# Excerpted passage start

Solera Capital builds portfolio companies by committing substantial resources and capital,
developing strategy and working with company management teams to build each firm into a
leader within its sector. The companies that Solera Funds acquire may be small and require
considerable time to reach appropriate scale. Accordingly, Solera Capital’s holding periods are
expected to average five to seven years.
Solera Capital is a controlling or strategic investor in all of its portfolio companies. The majority
of the Solera Fund investments have been, and will continue to be, domestically based, between
$10 and $50 million in size (initially or including follow-on rounds).
Post-Investment Activities. Solera Capital plays an active role in setting the strategic direction
of each portfolio company. The Solera Funds designate multiple board representatives for each
of its portfolio companies, and depending on its ownership level, chair the Board and/or key
Board committees. The Board members appointed will generally include one or more Solera
senior executives or an affiliated member of the operating council. The operating executives will
be chosen based on their industry knowledge and functional expertise to assist the company in
developing and executing growth strategies.

# Excerpted passage end

Requirements:
1 - Recast the paragraph of the passage on Solera Capital that begins "Post-Investment Activities." as a bulleted list that keeps its main facts.
2 - Resume the passage on Solera Capital after its final sentence, carrying it on in the same style.
The listing that comes next has no connection to the passage on Solera Capital.

# Dataset extract start

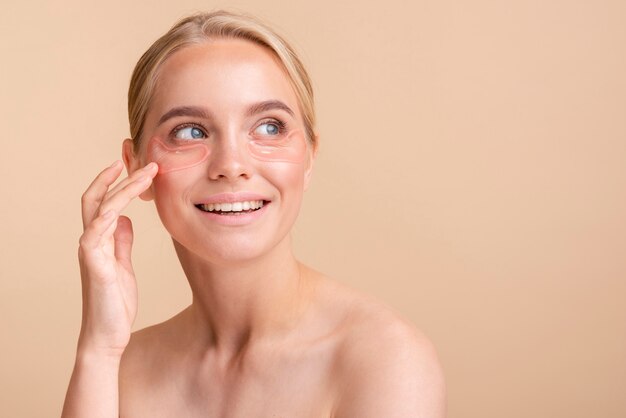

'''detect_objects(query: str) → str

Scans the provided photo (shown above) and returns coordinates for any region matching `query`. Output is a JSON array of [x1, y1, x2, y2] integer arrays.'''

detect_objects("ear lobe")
[[122, 138, 154, 201]]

# Dataset extract end

Task responses:
1 -
- Solera Capital takes an active role in setting each portfolio company's strategic direction.
- The Solera Funds designate multiple board representatives for each portfolio company. Depending on ownership level, they chair the Board and/or key Board committees.
- Appointed Board members generally include one or more Solera senior executives or an affiliated member of the operating council.
- Operating executives are chosen for their industry knowledge and functional expertise to help the company develop and execute growth strategies.

2 -
Solera Capital investment professionals play an active role in assisting portfolio companies to
develop operating and capital budgets, assess new business opportunities, review management
analyses of prospective acquisitions, design incentive compensation plans, hire key employees
and execute exit strategies. In addition, Solera is directly involved in the financing of portfolio
companies and any follow-on acquisitions. Solera Capital’s professionals have extensive
experience in monitoring and improving portfolio company performance, including recruiting
and developing management teams, revising strategies, reducing costs and redefining the focus
on new products and markets. This experience is particularly important in guiding companies at
earlier stages of development or in challenging market conditions.
Exit Strategies. Solera believes that the appropriate timing of a liquidity event is a complex
decision requiring judgment developed through investing in and realizing numerous investments
over time. In deciding to exit an investment, Solera Capital considers the progress of the
company’s business plan, the ability of the company to sustain future growth, financial market
conditions and the overall economic environment. Solera expects the Funds to exit portfolio
companies through sales to strategic buyers and through the public markets.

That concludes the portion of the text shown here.